[Recorded data]
================================
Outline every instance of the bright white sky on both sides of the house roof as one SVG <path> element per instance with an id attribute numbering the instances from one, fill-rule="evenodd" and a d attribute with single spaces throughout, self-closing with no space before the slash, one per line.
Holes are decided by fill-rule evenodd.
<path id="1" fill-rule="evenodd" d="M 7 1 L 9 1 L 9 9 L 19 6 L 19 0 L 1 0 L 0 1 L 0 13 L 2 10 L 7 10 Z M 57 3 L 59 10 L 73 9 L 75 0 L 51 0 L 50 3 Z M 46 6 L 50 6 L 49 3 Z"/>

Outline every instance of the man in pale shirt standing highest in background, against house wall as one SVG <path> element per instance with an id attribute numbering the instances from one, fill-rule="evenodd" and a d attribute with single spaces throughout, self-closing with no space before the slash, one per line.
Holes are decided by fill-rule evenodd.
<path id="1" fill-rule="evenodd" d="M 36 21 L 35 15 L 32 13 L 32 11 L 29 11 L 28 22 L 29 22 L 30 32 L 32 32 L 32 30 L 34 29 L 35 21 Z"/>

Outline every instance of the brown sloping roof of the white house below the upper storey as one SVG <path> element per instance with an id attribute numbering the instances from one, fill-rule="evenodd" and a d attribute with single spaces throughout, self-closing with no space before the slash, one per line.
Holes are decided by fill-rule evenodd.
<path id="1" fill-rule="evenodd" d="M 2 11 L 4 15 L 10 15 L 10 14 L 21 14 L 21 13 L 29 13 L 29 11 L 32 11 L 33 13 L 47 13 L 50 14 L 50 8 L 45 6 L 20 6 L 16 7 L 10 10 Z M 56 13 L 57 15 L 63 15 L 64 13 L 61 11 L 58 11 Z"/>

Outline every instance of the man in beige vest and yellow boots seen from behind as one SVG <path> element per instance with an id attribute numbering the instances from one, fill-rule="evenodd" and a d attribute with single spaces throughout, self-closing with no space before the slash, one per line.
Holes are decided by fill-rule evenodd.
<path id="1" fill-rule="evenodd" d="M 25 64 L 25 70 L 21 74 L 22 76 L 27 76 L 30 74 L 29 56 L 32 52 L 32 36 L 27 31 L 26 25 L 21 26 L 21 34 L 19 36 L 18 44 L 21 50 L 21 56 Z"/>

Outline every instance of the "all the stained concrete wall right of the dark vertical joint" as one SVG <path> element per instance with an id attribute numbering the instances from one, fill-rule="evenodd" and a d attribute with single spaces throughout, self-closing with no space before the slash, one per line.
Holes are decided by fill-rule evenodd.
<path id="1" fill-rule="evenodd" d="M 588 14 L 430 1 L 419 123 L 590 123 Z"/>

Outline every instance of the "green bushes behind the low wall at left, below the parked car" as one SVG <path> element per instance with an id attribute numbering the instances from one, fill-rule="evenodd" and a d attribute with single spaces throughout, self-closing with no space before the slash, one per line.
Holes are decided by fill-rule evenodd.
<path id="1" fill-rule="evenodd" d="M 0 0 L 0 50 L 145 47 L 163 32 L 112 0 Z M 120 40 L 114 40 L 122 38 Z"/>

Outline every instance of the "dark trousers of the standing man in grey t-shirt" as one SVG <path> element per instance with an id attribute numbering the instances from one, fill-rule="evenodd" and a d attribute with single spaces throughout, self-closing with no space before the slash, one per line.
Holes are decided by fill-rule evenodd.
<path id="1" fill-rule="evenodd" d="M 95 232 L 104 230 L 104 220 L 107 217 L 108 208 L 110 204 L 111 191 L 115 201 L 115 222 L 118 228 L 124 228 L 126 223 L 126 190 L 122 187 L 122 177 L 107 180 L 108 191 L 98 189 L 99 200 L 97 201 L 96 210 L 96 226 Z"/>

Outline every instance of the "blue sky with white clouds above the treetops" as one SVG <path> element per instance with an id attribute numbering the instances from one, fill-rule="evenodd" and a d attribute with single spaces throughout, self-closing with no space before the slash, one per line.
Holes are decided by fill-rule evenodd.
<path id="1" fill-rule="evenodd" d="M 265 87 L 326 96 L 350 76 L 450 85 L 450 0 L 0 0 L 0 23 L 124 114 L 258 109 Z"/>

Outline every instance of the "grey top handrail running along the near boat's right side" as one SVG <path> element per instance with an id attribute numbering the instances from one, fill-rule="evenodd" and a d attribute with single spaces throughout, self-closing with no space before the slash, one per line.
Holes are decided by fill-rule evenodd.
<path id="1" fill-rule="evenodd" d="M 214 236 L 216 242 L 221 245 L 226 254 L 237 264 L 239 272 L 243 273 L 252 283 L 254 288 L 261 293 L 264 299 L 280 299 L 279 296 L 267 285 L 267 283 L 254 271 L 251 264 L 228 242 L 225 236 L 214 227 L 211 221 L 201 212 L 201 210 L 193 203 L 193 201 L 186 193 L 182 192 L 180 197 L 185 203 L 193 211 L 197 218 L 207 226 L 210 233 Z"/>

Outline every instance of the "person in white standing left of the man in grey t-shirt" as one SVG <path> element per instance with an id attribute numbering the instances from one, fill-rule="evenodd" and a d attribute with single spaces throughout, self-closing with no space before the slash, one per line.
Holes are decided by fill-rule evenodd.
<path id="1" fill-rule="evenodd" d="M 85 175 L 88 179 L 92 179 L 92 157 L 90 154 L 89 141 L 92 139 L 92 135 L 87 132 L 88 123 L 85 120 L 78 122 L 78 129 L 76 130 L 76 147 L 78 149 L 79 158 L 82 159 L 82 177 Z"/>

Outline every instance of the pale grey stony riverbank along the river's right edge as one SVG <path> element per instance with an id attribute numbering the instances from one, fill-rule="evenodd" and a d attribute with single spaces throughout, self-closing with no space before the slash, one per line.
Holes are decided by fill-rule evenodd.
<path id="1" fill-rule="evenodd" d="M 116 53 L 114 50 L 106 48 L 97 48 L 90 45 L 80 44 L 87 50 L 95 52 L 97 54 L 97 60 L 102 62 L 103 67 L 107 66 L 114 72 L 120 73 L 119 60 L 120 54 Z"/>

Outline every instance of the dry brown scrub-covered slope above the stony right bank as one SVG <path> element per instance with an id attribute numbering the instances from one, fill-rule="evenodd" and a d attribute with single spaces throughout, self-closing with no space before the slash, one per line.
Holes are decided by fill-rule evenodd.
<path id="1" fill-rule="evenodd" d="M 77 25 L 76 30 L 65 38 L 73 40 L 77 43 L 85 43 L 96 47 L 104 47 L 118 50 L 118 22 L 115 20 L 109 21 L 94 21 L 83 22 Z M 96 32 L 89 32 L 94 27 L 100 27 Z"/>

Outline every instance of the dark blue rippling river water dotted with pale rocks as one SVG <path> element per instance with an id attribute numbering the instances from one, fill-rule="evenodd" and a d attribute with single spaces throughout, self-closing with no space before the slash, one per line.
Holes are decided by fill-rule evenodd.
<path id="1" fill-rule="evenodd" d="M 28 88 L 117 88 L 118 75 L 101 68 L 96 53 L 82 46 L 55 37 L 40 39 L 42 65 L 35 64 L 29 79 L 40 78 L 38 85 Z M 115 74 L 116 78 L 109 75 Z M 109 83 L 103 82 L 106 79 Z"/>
================================
- Task instructions: Copy every record above out again, word for word.

- Completed exercise:
Outline every instance of the bright white sky on both sides of the house roof as one SVG <path> element per instance with an id attribute numbering the instances from one, fill-rule="evenodd" and a d attribute with single spaces throughout, self-closing with no space before the slash, one per line.
Holes are decided by fill-rule evenodd.
<path id="1" fill-rule="evenodd" d="M 7 1 L 9 1 L 9 9 L 19 6 L 19 0 L 1 0 L 0 1 L 0 13 L 2 10 L 7 10 Z M 57 3 L 59 10 L 73 9 L 75 0 L 51 0 L 50 3 Z M 46 6 L 50 6 L 49 3 Z"/>

Outline every instance of the man in pale shirt standing highest in background, against house wall as one SVG <path> element per instance with an id attribute numbering the instances from one, fill-rule="evenodd" and a d attribute with single spaces throughout, self-closing with no space before the slash, one per line.
Holes are decided by fill-rule evenodd.
<path id="1" fill-rule="evenodd" d="M 36 21 L 35 15 L 32 13 L 32 11 L 29 11 L 28 22 L 29 22 L 30 32 L 32 32 L 32 30 L 34 29 L 35 21 Z"/>

Outline every instance of the brown sloping roof of the white house below the upper storey as one SVG <path> element per instance with an id attribute numbering the instances from one, fill-rule="evenodd" and a d attribute with single spaces throughout, self-closing with no space before the slash, one per line.
Holes are decided by fill-rule evenodd.
<path id="1" fill-rule="evenodd" d="M 2 11 L 4 15 L 10 15 L 10 14 L 21 14 L 21 13 L 29 13 L 29 11 L 32 11 L 33 13 L 47 13 L 50 14 L 50 8 L 45 6 L 20 6 L 16 7 L 10 10 Z M 56 13 L 57 15 L 63 15 L 64 13 L 61 11 L 58 11 Z"/>

Outline every instance of the man in beige vest and yellow boots seen from behind as one SVG <path> element per instance with an id attribute numbering the instances from one, fill-rule="evenodd" and a d attribute with single spaces throughout, self-closing with no space before the slash, one per line.
Holes are decided by fill-rule evenodd.
<path id="1" fill-rule="evenodd" d="M 25 64 L 25 70 L 21 74 L 22 76 L 27 76 L 30 74 L 29 56 L 32 52 L 32 36 L 27 31 L 26 25 L 21 26 L 21 34 L 19 36 L 18 44 L 21 50 L 21 56 Z"/>

Outline every instance of the "all the stained concrete wall right of the dark vertical joint" as one SVG <path> element per instance with an id attribute numbering the instances from one, fill-rule="evenodd" and a d attribute with single spaces throughout, self-closing with no space before the slash, one per line.
Holes are decided by fill-rule evenodd.
<path id="1" fill-rule="evenodd" d="M 588 14 L 430 1 L 419 123 L 590 123 Z"/>

Outline every instance of the "green bushes behind the low wall at left, below the parked car" as one SVG <path> element per instance with an id attribute numbering the instances from one, fill-rule="evenodd" and a d attribute with single spaces throughout, self-closing with no space before the slash, one per line.
Holes are decided by fill-rule evenodd.
<path id="1" fill-rule="evenodd" d="M 0 0 L 0 50 L 145 47 L 163 32 L 112 0 Z M 120 40 L 114 40 L 122 38 Z"/>

Outline every instance of the "dark trousers of the standing man in grey t-shirt" as one SVG <path> element per instance with an id attribute numbering the instances from one, fill-rule="evenodd" and a d attribute with single spaces throughout, self-closing with no space before the slash, one per line.
Holes are decided by fill-rule evenodd.
<path id="1" fill-rule="evenodd" d="M 95 232 L 104 230 L 104 220 L 107 217 L 108 208 L 110 204 L 111 191 L 115 201 L 115 222 L 118 228 L 124 228 L 126 223 L 126 190 L 122 187 L 122 177 L 107 180 L 108 191 L 98 189 L 99 200 L 97 201 L 96 210 L 96 226 Z"/>

Outline every instance of the "blue sky with white clouds above the treetops" as one SVG <path> element per instance with an id attribute numbering the instances from one, fill-rule="evenodd" and a d attribute with single spaces throughout, self-closing with no space before the slash, one per line.
Holes are decided by fill-rule evenodd.
<path id="1" fill-rule="evenodd" d="M 265 87 L 326 96 L 350 76 L 450 85 L 450 0 L 0 0 L 0 23 L 124 114 L 258 109 Z"/>

Outline every instance of the "grey top handrail running along the near boat's right side" as one SVG <path> element per instance with an id attribute numbering the instances from one, fill-rule="evenodd" and a d attribute with single spaces throughout, self-closing with no space before the slash, one per line.
Holes are decided by fill-rule evenodd.
<path id="1" fill-rule="evenodd" d="M 214 236 L 216 242 L 221 245 L 226 254 L 237 264 L 239 272 L 243 273 L 252 283 L 254 288 L 261 293 L 264 299 L 280 299 L 279 296 L 267 285 L 267 283 L 254 271 L 251 264 L 228 242 L 225 236 L 214 227 L 211 221 L 201 212 L 201 210 L 193 203 L 193 201 L 186 193 L 182 192 L 180 197 L 185 203 L 193 211 L 197 218 L 207 226 L 210 233 Z"/>

Outline every instance of the "person in white standing left of the man in grey t-shirt" as one SVG <path> element per instance with an id attribute numbering the instances from one, fill-rule="evenodd" and a d attribute with single spaces throughout, self-closing with no space before the slash, one per line.
Holes are decided by fill-rule evenodd.
<path id="1" fill-rule="evenodd" d="M 85 175 L 88 179 L 92 179 L 92 157 L 90 154 L 89 141 L 92 139 L 92 135 L 87 132 L 88 123 L 85 120 L 78 122 L 78 129 L 76 130 L 76 147 L 78 149 L 79 158 L 82 159 L 82 177 Z"/>

Outline every instance of the pale grey stony riverbank along the river's right edge as one SVG <path> element per instance with an id attribute numbering the instances from one, fill-rule="evenodd" and a d attribute with single spaces throughout, self-closing with no space before the slash, one per line.
Holes are decided by fill-rule evenodd.
<path id="1" fill-rule="evenodd" d="M 116 53 L 114 50 L 106 48 L 97 48 L 90 45 L 80 44 L 87 50 L 95 52 L 97 54 L 97 60 L 102 62 L 103 67 L 107 66 L 114 72 L 120 73 L 119 60 L 120 54 Z"/>

Outline every instance of the dry brown scrub-covered slope above the stony right bank as one SVG <path> element per instance with an id attribute numbering the instances from one, fill-rule="evenodd" and a d attribute with single spaces throughout, self-closing with no space before the slash, one per line.
Holes are decided by fill-rule evenodd.
<path id="1" fill-rule="evenodd" d="M 77 25 L 76 30 L 65 38 L 73 40 L 77 43 L 85 43 L 96 47 L 104 47 L 118 50 L 118 22 L 115 20 L 109 21 L 94 21 L 83 22 Z M 96 32 L 89 32 L 94 27 L 100 27 Z"/>

Outline every instance of the dark blue rippling river water dotted with pale rocks as one SVG <path> element per instance with an id attribute numbering the instances from one, fill-rule="evenodd" and a d attribute with single spaces throughout, self-closing with no space before the slash, one per line.
Holes are decided by fill-rule evenodd.
<path id="1" fill-rule="evenodd" d="M 28 88 L 117 88 L 118 75 L 101 68 L 96 53 L 82 46 L 55 37 L 40 39 L 42 65 L 35 64 L 29 79 L 40 78 L 38 85 Z M 115 74 L 116 78 L 109 75 Z M 109 83 L 103 82 L 106 79 Z"/>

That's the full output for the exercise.